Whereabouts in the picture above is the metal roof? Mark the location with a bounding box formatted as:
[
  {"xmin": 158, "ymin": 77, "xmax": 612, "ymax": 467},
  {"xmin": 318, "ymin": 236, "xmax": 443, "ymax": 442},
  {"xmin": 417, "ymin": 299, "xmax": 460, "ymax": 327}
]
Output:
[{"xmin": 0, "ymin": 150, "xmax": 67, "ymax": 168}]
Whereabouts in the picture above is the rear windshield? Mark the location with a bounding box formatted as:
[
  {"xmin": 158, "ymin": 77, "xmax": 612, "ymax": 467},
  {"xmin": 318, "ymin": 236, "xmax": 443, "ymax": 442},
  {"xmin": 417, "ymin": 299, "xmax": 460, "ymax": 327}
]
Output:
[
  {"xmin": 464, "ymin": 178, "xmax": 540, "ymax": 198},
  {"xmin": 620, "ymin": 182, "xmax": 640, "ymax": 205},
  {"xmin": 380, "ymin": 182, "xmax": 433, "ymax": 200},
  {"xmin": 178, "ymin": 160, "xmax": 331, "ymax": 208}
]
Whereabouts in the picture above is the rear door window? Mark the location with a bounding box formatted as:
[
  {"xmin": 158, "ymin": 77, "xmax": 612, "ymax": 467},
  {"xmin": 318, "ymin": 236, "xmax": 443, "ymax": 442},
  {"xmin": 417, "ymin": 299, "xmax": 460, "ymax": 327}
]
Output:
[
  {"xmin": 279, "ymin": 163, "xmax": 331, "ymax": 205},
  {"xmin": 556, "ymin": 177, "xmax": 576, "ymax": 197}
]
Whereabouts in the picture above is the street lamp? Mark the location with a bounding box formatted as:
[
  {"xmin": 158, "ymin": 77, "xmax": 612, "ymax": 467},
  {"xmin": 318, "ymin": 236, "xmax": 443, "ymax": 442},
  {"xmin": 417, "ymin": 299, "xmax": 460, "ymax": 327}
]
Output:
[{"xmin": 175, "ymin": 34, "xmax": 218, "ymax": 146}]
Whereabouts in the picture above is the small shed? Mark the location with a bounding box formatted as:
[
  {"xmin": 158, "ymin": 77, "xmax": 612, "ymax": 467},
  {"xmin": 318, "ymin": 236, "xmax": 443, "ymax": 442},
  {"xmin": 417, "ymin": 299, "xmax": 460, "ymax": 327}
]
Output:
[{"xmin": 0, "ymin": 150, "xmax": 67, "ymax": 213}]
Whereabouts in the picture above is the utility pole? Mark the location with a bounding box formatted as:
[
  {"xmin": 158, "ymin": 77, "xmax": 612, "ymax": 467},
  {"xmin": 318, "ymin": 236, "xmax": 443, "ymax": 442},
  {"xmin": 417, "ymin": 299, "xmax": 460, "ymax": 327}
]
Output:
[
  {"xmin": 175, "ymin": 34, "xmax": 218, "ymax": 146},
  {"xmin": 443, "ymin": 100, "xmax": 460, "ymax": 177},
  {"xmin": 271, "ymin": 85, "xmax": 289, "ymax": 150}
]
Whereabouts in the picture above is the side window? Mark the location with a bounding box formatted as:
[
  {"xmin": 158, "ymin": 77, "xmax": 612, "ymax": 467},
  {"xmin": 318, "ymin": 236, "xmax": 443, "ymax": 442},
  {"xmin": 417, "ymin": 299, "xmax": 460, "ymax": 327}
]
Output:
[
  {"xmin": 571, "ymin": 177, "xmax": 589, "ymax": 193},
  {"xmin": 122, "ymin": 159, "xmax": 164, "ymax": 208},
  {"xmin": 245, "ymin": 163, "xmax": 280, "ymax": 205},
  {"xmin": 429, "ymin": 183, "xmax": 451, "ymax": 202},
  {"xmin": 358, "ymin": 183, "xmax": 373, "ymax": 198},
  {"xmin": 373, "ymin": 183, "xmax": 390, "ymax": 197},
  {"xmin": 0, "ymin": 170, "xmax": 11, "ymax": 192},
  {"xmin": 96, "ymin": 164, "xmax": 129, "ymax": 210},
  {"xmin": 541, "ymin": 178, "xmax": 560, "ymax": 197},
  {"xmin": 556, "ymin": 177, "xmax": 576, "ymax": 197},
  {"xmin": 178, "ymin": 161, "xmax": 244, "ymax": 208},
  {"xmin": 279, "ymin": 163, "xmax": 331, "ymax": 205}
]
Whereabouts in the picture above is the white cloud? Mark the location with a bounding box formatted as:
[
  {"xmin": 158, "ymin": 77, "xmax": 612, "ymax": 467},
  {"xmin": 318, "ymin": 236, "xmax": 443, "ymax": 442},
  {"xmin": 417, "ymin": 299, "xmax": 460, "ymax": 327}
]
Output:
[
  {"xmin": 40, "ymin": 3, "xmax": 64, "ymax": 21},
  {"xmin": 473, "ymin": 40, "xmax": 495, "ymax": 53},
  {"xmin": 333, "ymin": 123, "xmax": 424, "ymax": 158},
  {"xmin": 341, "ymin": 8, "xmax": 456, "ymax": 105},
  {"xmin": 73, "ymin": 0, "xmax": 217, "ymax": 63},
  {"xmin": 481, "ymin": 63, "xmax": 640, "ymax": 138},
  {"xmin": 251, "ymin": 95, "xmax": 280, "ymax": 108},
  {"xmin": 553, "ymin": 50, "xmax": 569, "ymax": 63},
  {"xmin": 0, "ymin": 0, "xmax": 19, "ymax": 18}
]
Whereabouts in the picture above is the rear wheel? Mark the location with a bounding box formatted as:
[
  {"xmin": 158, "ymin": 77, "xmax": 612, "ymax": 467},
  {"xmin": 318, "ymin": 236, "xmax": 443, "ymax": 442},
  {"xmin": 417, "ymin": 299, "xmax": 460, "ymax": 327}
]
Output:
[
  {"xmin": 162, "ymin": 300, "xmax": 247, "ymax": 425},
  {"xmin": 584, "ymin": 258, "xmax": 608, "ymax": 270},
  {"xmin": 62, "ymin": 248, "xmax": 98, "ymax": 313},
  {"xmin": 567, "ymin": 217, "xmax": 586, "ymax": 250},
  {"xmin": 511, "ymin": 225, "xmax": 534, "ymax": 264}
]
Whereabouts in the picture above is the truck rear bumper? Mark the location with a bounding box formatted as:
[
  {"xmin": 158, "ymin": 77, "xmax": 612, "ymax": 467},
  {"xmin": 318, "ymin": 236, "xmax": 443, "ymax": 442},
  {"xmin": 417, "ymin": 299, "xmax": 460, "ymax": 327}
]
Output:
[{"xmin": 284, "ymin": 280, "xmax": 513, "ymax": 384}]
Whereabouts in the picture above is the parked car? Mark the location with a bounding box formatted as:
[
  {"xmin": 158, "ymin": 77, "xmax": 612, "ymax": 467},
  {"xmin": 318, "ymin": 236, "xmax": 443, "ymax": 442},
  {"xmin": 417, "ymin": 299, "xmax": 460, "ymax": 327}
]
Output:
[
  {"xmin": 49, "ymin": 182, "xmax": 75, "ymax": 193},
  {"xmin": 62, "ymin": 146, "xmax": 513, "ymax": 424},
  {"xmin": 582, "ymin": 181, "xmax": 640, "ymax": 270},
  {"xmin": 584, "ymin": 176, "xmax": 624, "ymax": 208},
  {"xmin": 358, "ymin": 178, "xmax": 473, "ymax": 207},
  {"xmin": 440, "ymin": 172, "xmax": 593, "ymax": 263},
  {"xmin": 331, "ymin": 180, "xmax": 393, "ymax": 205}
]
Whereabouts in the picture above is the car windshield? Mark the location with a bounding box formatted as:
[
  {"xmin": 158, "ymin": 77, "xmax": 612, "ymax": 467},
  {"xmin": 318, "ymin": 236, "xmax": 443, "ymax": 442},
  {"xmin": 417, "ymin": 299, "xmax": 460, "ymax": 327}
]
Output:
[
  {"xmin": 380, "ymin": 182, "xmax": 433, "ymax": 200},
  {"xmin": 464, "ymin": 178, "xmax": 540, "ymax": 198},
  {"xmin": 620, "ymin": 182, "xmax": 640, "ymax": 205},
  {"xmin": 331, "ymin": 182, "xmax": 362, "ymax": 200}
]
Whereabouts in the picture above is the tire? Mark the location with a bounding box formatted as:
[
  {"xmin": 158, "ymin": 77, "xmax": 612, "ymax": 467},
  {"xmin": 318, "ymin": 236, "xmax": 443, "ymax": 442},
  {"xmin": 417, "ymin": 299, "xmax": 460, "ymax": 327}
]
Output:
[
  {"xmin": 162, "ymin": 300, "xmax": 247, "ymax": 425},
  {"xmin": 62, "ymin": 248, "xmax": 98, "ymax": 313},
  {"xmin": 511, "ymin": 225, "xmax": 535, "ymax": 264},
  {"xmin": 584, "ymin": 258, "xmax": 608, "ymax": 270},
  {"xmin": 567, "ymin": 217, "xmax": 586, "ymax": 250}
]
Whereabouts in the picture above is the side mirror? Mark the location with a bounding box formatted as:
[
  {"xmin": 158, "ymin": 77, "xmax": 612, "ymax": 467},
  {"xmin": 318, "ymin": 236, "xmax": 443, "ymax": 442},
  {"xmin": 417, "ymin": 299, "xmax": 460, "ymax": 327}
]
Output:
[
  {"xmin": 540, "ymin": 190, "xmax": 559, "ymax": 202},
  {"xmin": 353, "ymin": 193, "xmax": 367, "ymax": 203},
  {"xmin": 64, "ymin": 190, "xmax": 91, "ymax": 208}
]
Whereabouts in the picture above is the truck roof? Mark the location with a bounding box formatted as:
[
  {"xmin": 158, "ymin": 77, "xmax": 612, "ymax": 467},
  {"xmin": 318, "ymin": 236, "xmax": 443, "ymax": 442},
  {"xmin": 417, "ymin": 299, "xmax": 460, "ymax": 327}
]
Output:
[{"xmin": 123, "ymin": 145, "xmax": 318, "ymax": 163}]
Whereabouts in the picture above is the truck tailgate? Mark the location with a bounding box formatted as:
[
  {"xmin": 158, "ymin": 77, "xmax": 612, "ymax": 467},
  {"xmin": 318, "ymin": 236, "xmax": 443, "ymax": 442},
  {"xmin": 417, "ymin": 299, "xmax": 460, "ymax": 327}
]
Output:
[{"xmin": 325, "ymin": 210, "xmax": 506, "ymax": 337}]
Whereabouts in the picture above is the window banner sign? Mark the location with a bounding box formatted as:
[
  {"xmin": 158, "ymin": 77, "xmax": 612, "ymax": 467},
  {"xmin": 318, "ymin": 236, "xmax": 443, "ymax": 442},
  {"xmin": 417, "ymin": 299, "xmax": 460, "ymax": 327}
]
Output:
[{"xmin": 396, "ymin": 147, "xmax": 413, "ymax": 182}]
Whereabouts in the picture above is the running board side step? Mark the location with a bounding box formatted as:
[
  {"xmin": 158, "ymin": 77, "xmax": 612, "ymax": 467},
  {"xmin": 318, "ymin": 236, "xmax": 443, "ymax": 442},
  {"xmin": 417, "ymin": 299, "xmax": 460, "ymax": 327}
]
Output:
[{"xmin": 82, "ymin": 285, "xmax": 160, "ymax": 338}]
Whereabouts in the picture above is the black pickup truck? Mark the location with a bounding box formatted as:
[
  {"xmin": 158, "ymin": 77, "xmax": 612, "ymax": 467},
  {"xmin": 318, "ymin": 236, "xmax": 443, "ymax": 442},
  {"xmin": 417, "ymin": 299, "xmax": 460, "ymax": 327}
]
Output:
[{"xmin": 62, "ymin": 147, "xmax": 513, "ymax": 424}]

The problem ->
Put the lines of the listing into a numbered list, beginning at the line that has "Whereabouts in the picture above is the truck roof?" and stopping after the final line of the listing. Leave out any blank lines.

The output ->
1. Whereabouts in the picture above is the truck roof? Mark the location with a bounding box formatted as:
2. [
3.   {"xmin": 158, "ymin": 77, "xmax": 612, "ymax": 467},
4.   {"xmin": 318, "ymin": 236, "xmax": 443, "ymax": 442},
5.   {"xmin": 417, "ymin": 299, "xmax": 460, "ymax": 327}
6. ]
7. Output:
8. [{"xmin": 123, "ymin": 145, "xmax": 318, "ymax": 163}]
9. Whereabouts in the picture above is the truck tailgate? Mark the location with a bounding box formatted as:
10. [
11.   {"xmin": 158, "ymin": 77, "xmax": 612, "ymax": 467},
12.   {"xmin": 318, "ymin": 236, "xmax": 443, "ymax": 442},
13.   {"xmin": 417, "ymin": 299, "xmax": 460, "ymax": 327}
14. ]
15. Output:
16. [{"xmin": 325, "ymin": 210, "xmax": 506, "ymax": 337}]
17. Whereabouts in the picture above is the window banner sign? Mark the location with a bounding box formatted as:
18. [
19.   {"xmin": 158, "ymin": 77, "xmax": 612, "ymax": 467},
20.   {"xmin": 318, "ymin": 236, "xmax": 443, "ymax": 442},
21.   {"xmin": 417, "ymin": 299, "xmax": 460, "ymax": 327}
22. ]
23. Output:
24. [{"xmin": 396, "ymin": 147, "xmax": 413, "ymax": 182}]
25. Whereabouts in the picture above is the running board side step? Mark the location with a bounding box formatted as:
26. [
27.   {"xmin": 158, "ymin": 77, "xmax": 612, "ymax": 467},
28.   {"xmin": 318, "ymin": 236, "xmax": 443, "ymax": 442},
29.   {"xmin": 417, "ymin": 299, "xmax": 460, "ymax": 327}
30. ]
31. Output:
32. [{"xmin": 82, "ymin": 285, "xmax": 160, "ymax": 338}]
33. Whereabouts in the picture above is the black pickup truck? Mark the location with a bounding box formatted as:
34. [
35.   {"xmin": 158, "ymin": 77, "xmax": 612, "ymax": 467},
36.   {"xmin": 318, "ymin": 236, "xmax": 443, "ymax": 442},
37.   {"xmin": 417, "ymin": 299, "xmax": 460, "ymax": 327}
38. ]
39. Output:
40. [{"xmin": 62, "ymin": 147, "xmax": 513, "ymax": 424}]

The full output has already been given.